EXERCISE OBJECTIVE =
Output must match the data below exactly from its first line through the line that contains "negative clicks: (729, 823) (734, 836)", with no other line.

PROVIDED ENTRIES =
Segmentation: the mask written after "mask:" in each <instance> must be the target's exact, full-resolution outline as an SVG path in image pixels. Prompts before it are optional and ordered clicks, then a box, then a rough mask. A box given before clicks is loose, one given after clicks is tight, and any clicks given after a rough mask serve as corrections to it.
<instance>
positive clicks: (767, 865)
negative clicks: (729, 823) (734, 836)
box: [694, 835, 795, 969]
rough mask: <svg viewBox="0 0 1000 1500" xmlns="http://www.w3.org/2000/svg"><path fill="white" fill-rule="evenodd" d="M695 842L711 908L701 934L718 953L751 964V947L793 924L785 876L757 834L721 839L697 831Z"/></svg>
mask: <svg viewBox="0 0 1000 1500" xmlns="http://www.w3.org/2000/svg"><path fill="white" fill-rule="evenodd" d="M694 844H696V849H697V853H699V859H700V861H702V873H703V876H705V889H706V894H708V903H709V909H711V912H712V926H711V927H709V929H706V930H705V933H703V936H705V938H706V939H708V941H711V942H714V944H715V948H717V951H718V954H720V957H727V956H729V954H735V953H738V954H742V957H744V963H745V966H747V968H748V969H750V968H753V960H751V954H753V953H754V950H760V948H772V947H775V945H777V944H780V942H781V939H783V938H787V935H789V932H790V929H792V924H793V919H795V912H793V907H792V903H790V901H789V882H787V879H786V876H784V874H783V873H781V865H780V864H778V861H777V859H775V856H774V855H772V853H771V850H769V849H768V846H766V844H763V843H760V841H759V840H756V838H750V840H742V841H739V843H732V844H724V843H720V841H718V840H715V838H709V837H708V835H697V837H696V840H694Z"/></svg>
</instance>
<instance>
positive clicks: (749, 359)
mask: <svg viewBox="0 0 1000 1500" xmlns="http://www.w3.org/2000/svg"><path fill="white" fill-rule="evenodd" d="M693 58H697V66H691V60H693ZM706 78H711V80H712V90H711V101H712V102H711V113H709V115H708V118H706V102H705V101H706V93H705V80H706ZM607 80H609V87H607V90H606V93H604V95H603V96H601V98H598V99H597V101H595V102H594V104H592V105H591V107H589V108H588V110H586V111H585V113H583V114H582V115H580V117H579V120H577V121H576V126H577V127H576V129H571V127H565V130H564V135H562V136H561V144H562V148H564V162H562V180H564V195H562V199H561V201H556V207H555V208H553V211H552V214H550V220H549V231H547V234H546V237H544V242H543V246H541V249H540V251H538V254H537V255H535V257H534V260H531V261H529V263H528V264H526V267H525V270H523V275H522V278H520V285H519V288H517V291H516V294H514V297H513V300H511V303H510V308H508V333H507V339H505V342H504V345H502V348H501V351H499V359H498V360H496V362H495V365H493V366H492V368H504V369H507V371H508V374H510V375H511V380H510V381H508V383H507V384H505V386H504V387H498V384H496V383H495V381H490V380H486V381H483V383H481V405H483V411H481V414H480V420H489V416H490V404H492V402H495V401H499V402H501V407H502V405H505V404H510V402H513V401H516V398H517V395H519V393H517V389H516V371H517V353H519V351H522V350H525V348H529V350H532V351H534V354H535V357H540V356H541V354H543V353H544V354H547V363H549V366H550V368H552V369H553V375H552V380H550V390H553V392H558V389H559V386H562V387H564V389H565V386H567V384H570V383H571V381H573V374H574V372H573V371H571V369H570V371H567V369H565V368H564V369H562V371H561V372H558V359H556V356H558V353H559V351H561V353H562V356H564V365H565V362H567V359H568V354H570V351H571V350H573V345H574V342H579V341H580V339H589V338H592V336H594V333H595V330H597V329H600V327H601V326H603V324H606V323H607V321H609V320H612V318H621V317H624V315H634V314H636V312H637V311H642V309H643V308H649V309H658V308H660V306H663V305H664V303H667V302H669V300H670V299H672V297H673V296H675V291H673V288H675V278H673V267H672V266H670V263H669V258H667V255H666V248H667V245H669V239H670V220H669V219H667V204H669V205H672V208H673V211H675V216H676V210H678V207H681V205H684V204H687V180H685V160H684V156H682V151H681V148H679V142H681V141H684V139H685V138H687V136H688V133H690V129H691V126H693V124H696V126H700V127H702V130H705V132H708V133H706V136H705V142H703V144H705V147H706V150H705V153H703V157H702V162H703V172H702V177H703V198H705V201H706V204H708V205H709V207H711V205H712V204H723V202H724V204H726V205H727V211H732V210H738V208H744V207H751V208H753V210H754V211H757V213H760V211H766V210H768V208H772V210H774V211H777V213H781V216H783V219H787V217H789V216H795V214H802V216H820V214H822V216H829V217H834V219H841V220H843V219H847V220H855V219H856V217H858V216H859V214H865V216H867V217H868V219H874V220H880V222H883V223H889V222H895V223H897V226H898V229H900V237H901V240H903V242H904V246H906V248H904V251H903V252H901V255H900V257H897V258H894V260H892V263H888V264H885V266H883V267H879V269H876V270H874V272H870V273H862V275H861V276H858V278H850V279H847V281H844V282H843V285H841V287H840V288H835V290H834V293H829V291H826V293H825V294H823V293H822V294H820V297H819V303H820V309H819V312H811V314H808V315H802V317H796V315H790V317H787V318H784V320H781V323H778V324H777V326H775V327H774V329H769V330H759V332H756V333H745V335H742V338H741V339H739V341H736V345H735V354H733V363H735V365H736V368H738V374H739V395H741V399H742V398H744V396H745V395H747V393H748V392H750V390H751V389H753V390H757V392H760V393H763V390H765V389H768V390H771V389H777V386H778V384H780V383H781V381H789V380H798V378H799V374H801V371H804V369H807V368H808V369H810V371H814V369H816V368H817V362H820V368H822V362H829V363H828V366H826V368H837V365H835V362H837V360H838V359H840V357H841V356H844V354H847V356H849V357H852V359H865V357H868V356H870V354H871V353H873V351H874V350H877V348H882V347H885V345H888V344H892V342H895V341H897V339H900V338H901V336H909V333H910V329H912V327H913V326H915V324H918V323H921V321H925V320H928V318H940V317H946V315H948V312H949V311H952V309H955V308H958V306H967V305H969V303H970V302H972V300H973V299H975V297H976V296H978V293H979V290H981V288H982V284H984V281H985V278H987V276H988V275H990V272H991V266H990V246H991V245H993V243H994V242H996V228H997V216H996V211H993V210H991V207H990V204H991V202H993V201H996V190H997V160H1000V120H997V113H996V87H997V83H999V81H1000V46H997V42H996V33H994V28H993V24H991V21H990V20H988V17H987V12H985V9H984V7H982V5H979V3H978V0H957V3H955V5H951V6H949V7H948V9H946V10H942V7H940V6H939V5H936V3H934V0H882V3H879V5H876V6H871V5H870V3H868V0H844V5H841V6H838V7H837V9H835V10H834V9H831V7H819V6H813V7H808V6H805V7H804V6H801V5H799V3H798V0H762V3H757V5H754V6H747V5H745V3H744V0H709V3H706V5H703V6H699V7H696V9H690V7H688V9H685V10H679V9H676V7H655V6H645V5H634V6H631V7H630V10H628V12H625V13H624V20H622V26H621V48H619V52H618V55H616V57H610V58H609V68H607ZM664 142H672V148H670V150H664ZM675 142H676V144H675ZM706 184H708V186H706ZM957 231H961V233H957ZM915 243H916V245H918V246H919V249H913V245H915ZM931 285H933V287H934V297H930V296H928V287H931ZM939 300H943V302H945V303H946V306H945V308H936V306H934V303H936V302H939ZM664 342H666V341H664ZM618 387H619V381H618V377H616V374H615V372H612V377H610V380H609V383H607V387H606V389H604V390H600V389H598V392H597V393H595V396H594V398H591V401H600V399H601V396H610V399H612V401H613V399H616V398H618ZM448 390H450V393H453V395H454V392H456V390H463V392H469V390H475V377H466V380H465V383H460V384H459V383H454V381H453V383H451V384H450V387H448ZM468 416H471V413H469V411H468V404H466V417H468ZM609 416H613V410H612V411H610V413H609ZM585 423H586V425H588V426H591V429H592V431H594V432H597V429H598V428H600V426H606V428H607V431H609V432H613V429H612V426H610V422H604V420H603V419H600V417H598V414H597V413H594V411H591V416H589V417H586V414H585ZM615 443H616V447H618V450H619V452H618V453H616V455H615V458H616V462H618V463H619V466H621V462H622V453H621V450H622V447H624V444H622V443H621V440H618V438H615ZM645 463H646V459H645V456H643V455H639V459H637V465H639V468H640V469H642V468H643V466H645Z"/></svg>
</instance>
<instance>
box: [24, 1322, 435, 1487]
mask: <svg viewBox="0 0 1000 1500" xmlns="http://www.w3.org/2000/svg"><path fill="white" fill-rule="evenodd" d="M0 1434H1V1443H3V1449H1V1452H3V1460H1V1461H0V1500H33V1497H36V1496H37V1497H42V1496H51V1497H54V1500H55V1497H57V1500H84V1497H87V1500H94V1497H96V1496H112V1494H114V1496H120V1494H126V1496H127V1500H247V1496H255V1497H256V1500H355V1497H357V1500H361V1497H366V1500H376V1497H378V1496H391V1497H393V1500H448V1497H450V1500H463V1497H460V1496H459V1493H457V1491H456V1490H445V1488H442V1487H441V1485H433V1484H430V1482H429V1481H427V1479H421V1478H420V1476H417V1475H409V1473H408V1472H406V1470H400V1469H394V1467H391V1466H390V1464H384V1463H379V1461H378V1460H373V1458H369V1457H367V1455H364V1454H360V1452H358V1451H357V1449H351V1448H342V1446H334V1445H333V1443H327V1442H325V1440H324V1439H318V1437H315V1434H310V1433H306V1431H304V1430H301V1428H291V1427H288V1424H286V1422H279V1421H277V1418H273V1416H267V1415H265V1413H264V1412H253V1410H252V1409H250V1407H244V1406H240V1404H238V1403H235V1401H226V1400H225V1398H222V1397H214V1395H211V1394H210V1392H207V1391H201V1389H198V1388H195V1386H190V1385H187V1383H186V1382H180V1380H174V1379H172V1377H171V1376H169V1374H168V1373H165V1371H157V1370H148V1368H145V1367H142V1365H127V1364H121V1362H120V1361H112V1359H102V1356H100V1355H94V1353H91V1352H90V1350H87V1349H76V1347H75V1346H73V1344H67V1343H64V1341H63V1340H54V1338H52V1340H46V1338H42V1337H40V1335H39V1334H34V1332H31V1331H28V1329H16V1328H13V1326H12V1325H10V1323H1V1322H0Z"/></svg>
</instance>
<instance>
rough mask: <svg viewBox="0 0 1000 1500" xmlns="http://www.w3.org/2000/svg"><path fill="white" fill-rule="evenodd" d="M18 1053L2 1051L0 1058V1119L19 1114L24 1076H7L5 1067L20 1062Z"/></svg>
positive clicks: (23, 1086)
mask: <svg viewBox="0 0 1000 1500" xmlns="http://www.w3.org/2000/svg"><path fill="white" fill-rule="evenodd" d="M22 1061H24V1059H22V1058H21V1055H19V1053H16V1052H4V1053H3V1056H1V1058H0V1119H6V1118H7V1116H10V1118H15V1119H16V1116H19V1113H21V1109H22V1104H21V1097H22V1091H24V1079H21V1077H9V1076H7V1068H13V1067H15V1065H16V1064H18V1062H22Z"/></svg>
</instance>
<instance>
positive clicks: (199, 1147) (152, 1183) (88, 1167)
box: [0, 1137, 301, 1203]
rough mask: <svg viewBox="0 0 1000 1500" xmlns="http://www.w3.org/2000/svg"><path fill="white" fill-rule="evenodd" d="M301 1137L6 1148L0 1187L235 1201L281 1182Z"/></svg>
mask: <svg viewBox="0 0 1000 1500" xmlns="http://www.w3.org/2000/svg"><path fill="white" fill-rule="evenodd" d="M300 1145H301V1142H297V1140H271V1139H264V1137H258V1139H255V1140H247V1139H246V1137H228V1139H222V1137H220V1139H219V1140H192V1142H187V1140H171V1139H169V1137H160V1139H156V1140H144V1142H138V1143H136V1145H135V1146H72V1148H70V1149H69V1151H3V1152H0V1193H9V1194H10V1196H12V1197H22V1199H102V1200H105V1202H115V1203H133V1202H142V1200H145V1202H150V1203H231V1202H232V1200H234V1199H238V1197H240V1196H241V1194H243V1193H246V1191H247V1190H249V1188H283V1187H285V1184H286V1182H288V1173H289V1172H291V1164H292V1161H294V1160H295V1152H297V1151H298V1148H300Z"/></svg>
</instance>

ANSWER FOR THIS EXERCISE =
Segmentation: the mask written after "mask:" in each <instance> must be the target's exact, full-resolution outline as an SVG path in image pixels. Prompts before it are optional and ordered clicks, then a box, then a rough mask. A box given before clicks is loose, one given after clicks is tight, and any clicks given after a rough mask serve as corrections to it.
<instance>
positive clicks: (767, 865)
negative clicks: (729, 823) (734, 836)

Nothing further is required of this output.